GIVEN TASK
Pull out every line of the data below that contains the string "white", copying each one unchanged.

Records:
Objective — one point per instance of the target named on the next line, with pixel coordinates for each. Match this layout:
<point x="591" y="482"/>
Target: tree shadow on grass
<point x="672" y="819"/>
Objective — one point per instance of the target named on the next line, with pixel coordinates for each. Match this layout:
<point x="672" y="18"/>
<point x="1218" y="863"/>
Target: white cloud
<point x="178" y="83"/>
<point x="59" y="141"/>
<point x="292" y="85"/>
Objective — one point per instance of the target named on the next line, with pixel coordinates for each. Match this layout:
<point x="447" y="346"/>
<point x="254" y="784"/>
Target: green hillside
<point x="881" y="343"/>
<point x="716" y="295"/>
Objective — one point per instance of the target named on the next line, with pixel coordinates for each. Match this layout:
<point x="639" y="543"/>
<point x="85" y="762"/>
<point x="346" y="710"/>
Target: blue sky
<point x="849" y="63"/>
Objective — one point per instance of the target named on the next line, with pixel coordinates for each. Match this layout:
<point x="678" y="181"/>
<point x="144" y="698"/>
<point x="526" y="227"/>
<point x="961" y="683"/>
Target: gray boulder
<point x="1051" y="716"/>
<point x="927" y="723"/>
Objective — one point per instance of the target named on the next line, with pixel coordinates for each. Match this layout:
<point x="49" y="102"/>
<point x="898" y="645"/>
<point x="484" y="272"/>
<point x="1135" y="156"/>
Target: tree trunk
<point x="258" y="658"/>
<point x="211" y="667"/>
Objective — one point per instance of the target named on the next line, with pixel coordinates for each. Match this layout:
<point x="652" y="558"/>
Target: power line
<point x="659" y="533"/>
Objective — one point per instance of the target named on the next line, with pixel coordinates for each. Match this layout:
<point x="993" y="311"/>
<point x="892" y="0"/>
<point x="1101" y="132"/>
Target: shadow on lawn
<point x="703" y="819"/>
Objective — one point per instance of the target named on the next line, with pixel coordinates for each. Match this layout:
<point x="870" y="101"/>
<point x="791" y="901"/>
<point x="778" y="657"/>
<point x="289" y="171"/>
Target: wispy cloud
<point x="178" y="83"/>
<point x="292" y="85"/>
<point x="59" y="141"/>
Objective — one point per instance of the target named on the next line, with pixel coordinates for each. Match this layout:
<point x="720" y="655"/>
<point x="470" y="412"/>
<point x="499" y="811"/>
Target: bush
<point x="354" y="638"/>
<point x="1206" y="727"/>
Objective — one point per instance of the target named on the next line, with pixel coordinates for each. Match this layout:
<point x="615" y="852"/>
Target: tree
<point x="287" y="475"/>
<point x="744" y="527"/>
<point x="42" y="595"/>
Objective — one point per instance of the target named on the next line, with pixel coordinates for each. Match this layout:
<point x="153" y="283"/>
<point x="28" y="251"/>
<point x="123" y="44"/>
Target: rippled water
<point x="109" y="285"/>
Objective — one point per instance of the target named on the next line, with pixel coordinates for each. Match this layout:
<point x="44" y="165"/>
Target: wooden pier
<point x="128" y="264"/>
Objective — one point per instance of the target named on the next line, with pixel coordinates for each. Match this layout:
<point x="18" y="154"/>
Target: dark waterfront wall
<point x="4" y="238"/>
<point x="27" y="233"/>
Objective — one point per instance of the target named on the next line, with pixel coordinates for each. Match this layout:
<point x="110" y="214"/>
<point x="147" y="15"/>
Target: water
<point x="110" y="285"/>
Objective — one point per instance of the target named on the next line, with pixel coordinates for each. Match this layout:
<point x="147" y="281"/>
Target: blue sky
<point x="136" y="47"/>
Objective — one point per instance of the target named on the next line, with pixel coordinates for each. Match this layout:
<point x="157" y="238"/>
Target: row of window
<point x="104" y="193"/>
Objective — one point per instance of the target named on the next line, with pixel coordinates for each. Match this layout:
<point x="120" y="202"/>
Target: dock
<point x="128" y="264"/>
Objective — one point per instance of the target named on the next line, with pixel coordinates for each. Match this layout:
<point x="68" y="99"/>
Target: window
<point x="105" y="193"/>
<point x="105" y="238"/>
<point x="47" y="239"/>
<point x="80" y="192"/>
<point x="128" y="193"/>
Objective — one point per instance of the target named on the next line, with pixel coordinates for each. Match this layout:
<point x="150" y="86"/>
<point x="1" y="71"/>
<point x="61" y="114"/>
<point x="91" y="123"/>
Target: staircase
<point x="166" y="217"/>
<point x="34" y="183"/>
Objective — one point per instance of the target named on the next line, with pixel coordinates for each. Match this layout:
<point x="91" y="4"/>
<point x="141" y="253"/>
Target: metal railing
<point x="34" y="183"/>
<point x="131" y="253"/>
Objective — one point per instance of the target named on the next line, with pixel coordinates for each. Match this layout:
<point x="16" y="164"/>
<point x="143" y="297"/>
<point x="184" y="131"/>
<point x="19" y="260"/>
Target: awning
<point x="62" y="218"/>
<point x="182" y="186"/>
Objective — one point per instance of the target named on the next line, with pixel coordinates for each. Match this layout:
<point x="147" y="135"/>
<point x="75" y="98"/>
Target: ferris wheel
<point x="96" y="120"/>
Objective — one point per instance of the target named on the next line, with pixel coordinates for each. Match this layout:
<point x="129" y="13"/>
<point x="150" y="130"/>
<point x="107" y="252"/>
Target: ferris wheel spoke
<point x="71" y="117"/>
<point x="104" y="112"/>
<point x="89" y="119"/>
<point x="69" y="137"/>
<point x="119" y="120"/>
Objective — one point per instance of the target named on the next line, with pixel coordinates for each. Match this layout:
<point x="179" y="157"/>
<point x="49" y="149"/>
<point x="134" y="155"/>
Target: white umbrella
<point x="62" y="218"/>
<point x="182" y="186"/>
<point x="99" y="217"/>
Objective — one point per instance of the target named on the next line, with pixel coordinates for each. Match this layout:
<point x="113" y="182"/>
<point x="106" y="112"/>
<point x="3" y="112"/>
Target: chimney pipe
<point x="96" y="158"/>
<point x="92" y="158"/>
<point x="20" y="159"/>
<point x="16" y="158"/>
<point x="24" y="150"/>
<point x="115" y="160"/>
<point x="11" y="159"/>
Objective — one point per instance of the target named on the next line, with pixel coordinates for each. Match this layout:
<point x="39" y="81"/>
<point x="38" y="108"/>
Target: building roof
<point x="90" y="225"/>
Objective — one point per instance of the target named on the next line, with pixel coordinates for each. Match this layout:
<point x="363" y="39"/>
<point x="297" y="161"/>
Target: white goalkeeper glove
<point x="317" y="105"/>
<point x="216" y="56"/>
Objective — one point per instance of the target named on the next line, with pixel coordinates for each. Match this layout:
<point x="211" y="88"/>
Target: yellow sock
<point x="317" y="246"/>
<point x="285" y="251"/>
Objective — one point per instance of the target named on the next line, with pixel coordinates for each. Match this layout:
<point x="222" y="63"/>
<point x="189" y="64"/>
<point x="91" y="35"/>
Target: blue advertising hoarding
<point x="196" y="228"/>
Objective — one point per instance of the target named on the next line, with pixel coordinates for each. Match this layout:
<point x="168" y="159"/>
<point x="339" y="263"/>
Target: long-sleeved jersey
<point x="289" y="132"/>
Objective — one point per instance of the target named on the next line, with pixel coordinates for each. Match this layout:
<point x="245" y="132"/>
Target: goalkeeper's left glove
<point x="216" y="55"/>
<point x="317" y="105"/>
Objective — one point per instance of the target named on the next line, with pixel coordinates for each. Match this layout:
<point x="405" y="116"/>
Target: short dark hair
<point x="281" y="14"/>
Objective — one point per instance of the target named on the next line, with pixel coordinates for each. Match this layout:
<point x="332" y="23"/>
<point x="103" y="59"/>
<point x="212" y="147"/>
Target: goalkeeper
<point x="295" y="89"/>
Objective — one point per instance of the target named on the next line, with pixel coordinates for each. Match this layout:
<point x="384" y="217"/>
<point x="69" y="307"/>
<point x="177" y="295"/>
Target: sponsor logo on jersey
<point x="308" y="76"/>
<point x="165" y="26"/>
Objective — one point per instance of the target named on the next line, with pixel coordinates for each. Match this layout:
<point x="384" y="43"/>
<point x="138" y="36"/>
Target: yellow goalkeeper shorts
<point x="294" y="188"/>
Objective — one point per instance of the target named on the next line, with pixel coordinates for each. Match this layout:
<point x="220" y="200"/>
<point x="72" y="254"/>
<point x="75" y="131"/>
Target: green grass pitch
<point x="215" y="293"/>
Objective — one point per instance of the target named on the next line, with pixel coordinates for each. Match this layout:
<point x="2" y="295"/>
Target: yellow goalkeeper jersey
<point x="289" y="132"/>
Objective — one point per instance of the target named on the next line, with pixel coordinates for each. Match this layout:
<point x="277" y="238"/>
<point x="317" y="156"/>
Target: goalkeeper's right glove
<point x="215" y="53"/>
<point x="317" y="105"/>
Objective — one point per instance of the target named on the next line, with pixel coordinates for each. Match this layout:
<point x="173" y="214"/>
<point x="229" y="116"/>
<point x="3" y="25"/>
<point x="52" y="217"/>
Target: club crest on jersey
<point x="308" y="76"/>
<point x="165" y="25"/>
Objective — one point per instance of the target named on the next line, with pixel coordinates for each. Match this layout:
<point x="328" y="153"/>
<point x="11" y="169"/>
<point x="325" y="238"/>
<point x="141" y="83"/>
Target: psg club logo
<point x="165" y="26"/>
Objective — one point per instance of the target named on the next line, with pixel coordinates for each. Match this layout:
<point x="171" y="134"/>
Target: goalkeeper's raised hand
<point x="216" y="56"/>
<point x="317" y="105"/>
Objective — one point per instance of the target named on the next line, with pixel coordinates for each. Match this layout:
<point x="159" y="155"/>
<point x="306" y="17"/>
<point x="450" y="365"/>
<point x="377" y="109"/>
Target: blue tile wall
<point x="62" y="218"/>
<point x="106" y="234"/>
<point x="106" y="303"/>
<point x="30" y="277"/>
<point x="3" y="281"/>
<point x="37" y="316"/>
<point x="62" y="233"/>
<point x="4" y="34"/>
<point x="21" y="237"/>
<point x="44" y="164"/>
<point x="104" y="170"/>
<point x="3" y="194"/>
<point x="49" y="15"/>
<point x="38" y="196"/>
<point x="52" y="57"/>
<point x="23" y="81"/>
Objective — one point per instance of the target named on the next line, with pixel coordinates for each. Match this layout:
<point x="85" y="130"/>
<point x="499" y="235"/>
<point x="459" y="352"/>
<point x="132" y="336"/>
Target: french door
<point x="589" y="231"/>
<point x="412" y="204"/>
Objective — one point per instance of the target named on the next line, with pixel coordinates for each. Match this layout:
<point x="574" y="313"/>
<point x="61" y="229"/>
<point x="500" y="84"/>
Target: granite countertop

PROBLEM SOLUTION
Target: white cloud
Target: white umbrella
Target: white goalkeeper glove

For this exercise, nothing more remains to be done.